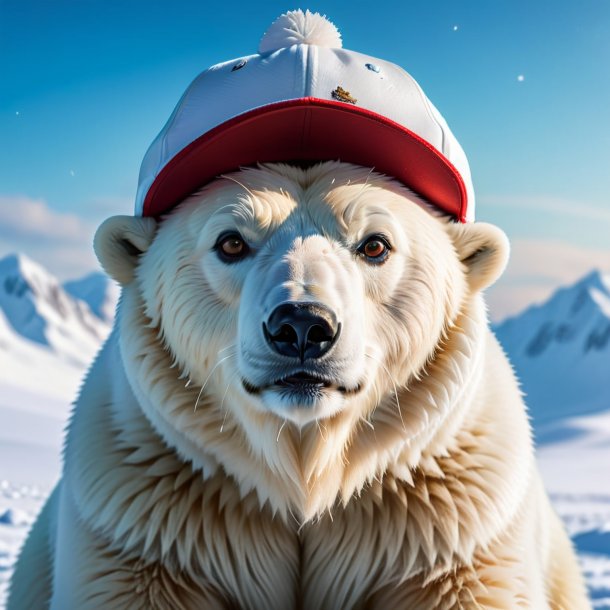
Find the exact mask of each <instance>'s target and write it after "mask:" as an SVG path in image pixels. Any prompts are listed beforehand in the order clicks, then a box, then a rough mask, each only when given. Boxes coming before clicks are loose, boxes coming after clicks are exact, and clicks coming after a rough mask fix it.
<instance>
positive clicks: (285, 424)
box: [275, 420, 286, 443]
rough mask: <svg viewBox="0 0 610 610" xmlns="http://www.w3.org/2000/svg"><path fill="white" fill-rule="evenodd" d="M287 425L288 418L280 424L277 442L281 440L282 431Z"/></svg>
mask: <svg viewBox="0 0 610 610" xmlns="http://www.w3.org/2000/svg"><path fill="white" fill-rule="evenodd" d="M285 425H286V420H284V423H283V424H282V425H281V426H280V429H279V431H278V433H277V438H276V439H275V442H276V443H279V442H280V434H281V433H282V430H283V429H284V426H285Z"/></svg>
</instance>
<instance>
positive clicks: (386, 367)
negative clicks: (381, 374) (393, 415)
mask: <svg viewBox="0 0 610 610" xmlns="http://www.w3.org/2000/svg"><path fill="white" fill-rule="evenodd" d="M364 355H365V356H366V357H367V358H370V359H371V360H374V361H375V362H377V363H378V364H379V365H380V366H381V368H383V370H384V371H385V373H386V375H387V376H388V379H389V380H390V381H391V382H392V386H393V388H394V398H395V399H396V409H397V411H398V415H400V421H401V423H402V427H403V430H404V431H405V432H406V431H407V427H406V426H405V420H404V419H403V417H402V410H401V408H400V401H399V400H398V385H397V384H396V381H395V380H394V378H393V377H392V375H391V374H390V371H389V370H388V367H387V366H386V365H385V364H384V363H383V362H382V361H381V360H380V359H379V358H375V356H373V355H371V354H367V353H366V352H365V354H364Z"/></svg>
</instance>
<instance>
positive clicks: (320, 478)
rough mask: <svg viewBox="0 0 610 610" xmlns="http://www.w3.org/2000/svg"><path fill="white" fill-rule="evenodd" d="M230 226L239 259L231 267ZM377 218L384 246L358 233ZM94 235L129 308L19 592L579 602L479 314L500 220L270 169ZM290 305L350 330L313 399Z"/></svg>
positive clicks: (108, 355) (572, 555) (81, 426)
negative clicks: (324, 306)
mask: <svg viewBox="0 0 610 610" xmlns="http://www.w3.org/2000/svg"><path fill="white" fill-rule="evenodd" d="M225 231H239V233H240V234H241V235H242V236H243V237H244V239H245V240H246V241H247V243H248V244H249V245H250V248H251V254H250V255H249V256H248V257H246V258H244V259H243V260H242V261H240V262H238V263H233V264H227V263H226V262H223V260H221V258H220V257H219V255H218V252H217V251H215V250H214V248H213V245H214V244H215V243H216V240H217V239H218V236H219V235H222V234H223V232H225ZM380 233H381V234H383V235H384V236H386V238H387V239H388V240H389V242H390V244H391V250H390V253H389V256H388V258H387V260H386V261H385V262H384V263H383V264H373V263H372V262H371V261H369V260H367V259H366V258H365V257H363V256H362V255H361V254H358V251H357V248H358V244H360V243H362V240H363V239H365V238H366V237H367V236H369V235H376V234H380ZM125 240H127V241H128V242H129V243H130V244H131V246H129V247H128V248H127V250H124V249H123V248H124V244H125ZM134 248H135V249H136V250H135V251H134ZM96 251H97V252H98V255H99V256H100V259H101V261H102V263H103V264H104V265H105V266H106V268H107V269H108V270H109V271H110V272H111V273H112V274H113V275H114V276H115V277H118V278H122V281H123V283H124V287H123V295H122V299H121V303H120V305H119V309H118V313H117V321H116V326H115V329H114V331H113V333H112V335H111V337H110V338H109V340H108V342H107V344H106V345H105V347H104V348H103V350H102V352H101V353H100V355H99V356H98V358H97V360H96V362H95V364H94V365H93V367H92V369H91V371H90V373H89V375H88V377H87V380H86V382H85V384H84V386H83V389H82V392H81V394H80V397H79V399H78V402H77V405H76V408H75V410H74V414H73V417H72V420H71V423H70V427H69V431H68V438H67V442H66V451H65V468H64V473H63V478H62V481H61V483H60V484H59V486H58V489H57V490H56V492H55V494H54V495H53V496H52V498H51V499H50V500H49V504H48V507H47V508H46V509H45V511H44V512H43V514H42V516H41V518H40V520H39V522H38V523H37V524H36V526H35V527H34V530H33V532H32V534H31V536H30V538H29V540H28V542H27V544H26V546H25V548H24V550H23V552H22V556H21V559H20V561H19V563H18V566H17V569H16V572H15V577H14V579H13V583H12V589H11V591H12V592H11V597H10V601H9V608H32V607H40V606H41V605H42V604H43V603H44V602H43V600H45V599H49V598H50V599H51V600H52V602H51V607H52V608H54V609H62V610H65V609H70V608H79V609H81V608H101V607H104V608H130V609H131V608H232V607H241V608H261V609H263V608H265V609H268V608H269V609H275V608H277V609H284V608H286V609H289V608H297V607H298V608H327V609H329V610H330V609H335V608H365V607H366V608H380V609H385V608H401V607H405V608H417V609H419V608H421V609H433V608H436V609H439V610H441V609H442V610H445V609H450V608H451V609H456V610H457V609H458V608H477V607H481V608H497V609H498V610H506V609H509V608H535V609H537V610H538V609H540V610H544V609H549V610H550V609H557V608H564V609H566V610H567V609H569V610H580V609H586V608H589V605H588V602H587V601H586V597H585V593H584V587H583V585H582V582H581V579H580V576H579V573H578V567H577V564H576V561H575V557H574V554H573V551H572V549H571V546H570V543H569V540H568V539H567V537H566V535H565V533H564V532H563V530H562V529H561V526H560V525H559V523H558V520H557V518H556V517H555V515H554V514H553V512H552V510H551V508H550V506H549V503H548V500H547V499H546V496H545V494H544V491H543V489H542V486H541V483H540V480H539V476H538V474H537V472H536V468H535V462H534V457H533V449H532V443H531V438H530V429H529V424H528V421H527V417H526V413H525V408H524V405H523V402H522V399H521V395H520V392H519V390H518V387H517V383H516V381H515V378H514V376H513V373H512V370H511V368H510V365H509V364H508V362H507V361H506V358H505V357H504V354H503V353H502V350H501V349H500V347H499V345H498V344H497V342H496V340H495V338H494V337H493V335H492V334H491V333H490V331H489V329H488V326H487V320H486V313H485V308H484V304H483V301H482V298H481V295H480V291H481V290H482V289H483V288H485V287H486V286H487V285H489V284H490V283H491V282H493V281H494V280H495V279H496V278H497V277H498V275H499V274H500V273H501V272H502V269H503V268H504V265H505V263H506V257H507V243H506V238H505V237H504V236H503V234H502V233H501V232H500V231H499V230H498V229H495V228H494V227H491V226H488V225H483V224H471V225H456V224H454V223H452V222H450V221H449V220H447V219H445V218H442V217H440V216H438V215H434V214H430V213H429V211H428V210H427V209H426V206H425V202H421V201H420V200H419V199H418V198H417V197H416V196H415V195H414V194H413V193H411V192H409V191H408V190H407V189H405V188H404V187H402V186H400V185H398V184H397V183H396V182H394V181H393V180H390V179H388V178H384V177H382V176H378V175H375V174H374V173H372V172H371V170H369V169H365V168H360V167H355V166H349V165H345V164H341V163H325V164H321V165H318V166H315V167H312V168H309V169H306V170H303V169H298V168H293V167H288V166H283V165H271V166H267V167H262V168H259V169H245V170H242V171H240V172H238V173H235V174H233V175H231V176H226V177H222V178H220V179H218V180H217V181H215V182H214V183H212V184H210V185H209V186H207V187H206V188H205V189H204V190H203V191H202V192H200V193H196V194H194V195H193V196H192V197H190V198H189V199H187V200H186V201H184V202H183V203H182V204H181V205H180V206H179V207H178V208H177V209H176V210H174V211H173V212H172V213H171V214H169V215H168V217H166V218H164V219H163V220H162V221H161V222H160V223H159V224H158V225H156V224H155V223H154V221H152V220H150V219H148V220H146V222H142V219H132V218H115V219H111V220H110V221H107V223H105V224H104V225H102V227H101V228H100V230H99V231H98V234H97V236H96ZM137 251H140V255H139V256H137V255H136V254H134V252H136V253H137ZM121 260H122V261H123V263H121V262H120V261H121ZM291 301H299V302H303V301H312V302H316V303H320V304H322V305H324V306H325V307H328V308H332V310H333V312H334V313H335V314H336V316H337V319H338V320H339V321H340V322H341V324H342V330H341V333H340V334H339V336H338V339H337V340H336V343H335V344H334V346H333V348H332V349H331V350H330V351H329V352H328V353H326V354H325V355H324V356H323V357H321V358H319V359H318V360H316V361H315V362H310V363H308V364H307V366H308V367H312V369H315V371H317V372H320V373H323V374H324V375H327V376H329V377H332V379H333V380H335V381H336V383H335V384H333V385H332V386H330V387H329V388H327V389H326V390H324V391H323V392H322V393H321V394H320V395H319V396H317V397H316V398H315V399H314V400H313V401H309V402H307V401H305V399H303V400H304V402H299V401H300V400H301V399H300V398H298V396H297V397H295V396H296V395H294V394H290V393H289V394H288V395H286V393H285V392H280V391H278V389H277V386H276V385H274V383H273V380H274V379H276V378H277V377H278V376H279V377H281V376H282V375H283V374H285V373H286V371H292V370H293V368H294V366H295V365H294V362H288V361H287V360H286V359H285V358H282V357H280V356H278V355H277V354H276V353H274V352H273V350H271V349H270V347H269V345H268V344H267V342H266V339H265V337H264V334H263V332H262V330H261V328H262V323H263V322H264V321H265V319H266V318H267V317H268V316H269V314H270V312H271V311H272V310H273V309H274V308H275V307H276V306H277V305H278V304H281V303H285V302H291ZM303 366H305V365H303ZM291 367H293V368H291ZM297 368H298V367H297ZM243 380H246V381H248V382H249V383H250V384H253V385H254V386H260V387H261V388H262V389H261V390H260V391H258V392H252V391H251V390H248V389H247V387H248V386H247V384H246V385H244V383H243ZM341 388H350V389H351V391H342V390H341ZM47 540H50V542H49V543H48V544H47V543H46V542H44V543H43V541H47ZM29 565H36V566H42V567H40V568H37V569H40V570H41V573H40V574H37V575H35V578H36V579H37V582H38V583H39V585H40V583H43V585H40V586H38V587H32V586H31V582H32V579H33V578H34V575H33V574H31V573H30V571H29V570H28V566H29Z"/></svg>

****

# Exercise objective:
Beginning with the first line of the material above, please output each line exactly through the line that contains "positive clicks: (108, 355)", and only those, leaving out pictures.

# Reply to the task:
Find the exact mask of each <instance>'s target and write it after "mask:" as an SVG path in image pixels. Any prompts are listed beforehand in the order clicks, then a box, then a rough mask, each only when given. Boxes coming before clicks are loose, boxes coming after clicks are exact, and clicks coming after a rough mask fix it.
<instance>
positive clicks: (285, 424)
box: [275, 420, 286, 443]
rough mask: <svg viewBox="0 0 610 610" xmlns="http://www.w3.org/2000/svg"><path fill="white" fill-rule="evenodd" d="M287 425L288 418L280 424L277 442L281 440L282 431Z"/></svg>
mask: <svg viewBox="0 0 610 610" xmlns="http://www.w3.org/2000/svg"><path fill="white" fill-rule="evenodd" d="M285 425H286V420H284V423H283V424H282V425H281V426H280V429H279V431H278V433H277V438H276V439H275V442H276V443H279V442H280V434H281V433H282V430H283V429H284V426H285Z"/></svg>
</instance>
<instance>
positive clicks: (386, 367)
negative clicks: (381, 374) (393, 415)
mask: <svg viewBox="0 0 610 610" xmlns="http://www.w3.org/2000/svg"><path fill="white" fill-rule="evenodd" d="M364 355H365V356H366V357H367V358H370V359H371V360H374V361H375V362H377V363H378V364H379V365H380V366H381V368H383V370H384V371H385V373H386V375H387V376H388V379H389V380H390V381H391V382H392V386H393V388H394V398H395V399H396V409H397V411H398V415H400V421H401V423H402V427H403V430H404V431H405V432H406V431H407V427H406V426H405V420H404V419H403V417H402V410H401V408H400V401H399V400H398V385H397V384H396V381H395V380H394V378H393V377H392V375H391V374H390V371H389V370H388V367H387V366H386V365H385V364H384V363H383V362H382V361H381V360H380V359H379V358H375V356H373V355H371V354H367V353H366V352H365V354H364Z"/></svg>
</instance>
<instance>
positive clicks: (320, 478)
rough mask: <svg viewBox="0 0 610 610" xmlns="http://www.w3.org/2000/svg"><path fill="white" fill-rule="evenodd" d="M230 226L239 259L231 267ZM377 218L384 246L358 233ZM94 235L129 308L19 592L579 602L479 314L500 220L270 169ZM290 305L350 330L313 399Z"/></svg>
positive clicks: (108, 355) (572, 555) (81, 426)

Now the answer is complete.